::: DATA SECTION

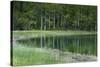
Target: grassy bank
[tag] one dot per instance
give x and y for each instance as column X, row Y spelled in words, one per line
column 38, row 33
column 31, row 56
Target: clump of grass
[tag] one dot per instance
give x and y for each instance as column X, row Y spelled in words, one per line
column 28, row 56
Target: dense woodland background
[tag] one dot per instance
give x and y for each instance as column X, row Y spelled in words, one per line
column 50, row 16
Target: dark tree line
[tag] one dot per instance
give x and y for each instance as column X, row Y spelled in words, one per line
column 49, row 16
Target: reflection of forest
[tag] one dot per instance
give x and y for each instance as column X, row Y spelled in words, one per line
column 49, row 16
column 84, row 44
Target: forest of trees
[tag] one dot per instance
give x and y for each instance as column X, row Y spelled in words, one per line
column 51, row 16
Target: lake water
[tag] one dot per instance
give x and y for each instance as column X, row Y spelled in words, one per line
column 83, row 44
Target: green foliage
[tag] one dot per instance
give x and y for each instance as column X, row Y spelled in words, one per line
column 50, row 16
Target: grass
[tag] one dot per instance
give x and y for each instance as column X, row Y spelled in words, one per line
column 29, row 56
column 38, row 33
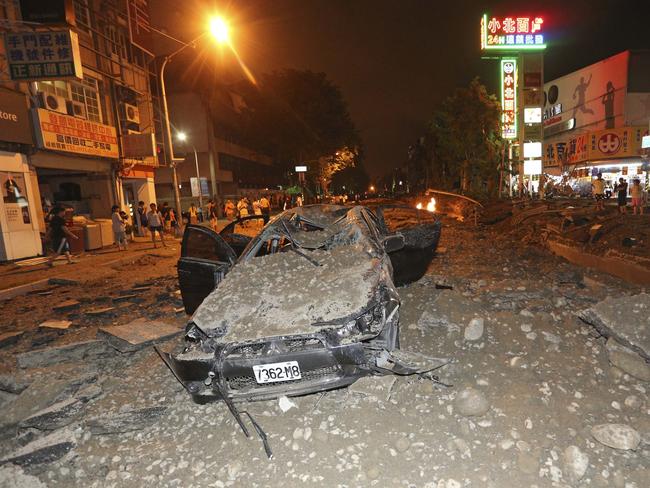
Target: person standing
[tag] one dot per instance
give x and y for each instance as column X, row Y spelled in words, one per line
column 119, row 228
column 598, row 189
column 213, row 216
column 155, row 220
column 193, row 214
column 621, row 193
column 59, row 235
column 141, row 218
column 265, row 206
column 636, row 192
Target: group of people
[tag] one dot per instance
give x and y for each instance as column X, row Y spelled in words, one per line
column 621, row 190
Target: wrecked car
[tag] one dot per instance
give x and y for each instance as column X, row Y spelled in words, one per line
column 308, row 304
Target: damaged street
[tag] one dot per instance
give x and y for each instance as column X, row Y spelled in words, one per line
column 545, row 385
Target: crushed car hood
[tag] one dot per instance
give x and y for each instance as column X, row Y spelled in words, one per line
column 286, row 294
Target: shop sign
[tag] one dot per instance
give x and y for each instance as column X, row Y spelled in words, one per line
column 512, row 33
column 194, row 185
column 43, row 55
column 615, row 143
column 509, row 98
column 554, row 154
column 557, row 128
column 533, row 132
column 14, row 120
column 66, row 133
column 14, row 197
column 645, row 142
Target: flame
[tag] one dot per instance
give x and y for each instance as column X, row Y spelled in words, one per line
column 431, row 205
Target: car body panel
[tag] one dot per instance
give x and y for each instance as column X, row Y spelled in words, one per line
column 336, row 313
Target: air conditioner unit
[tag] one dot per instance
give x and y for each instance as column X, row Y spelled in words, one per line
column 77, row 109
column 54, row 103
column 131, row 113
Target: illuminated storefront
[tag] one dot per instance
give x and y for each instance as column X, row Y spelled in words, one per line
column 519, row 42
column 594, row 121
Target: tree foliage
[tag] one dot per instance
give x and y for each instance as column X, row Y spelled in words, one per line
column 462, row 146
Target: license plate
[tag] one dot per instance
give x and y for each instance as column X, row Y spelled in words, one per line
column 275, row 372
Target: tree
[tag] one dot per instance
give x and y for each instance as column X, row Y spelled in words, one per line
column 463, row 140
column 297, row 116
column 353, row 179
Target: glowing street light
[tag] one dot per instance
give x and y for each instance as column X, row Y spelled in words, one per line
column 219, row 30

::::::

## WORK TO COMPLETE
Set down the entries word for word, omitting all pictures.

## ANSWER BOX
Target: grassy bank
[tag] one dot per instance
give x and y for each instance as column X, row Y spelled in words, one per line
column 38, row 33
column 31, row 56
Target: clump of grass
[tag] one dot per instance
give x and y for each instance as column X, row Y spelled in words, one per line
column 28, row 56
Target: dense woodland background
[tag] one dot per instance
give x and y for each instance as column X, row Y spelled in words, one per line
column 50, row 16
Target: dark tree line
[tag] one dot per instance
give x and y for each instance as column X, row Y spelled in words, one per line
column 49, row 16
Target: reflection of forest
[tag] one dot per instance
give x and y for each instance as column X, row Y spelled in words, one per line
column 49, row 16
column 84, row 44
Target: forest of trees
[tag] one dot per instance
give x and y for each instance as column X, row Y spelled in words, one per line
column 51, row 16
Target: lake water
[tag] one dot per instance
give x and y for each instance as column X, row Y spelled in words, one per line
column 83, row 44
Target: green foliage
[tag] one dot per instance
give x and y for each instance as column X, row Y spelled in words, one per line
column 50, row 16
Target: grass
[tag] one dot per instance
give x and y for each instance as column X, row Y spelled in words, one per line
column 29, row 56
column 38, row 33
Target: person standing
[tag] one dot per instance
give x and y for each instance as column X, row Y spelled in words, one per line
column 119, row 228
column 598, row 189
column 213, row 216
column 155, row 220
column 193, row 214
column 621, row 193
column 59, row 235
column 141, row 218
column 265, row 206
column 636, row 192
Target: group of people
[tag] one dot per instance
give x and y for each instance as column X, row Y spelled in words, one per line
column 621, row 190
Target: wrecked car
[tag] one dot per instance
give x and y for each instance as column X, row Y spelled in words, one per line
column 308, row 304
Target: damaged street
[tag] one dot per instance
give x and y for each instance as column X, row Y spelled in words, one per line
column 545, row 385
Target: crushed car hood
[tag] one dot per instance
give x and y for each instance as column X, row Y spelled in words, one per line
column 286, row 294
Target: shop sign
[tag] one dot per instance
give x and y for each instance as column X, row Y spelled in words, one per line
column 512, row 33
column 194, row 185
column 43, row 55
column 615, row 143
column 509, row 98
column 554, row 154
column 557, row 128
column 533, row 132
column 14, row 120
column 66, row 133
column 14, row 197
column 645, row 142
Target: flame
[tag] one dot per instance
give x and y for each instance as column X, row Y spelled in words, one per line
column 431, row 205
Target: car body panel
[tag] one dot per instance
give x and y for each instance as column X, row Y spelled in words, one per line
column 336, row 313
Target: air conditioner unit
[tag] one dot per instance
give x and y for each instance as column X, row Y spelled in words, one per line
column 77, row 109
column 54, row 103
column 131, row 113
Target: illuminated storefront
[tag] one dot per instance
give x and y for each instance as column X, row Y spelled in words, one per line
column 519, row 42
column 594, row 121
Target: tree foliage
[tag] one dot per instance
give x and y for each instance as column X, row Y spelled in words, one per line
column 462, row 146
Target: license plate
[tag] one dot per instance
give x and y for each instance as column X, row Y spelled in words, one per line
column 275, row 372
Target: tree
[tag] one dot per instance
give x and y for each instance as column X, row Y spelled in words, one per line
column 463, row 140
column 297, row 116
column 353, row 179
Target: glowing street light
[tag] one dot per instance
give x and y for each instance as column X, row Y spelled in words, one per line
column 219, row 30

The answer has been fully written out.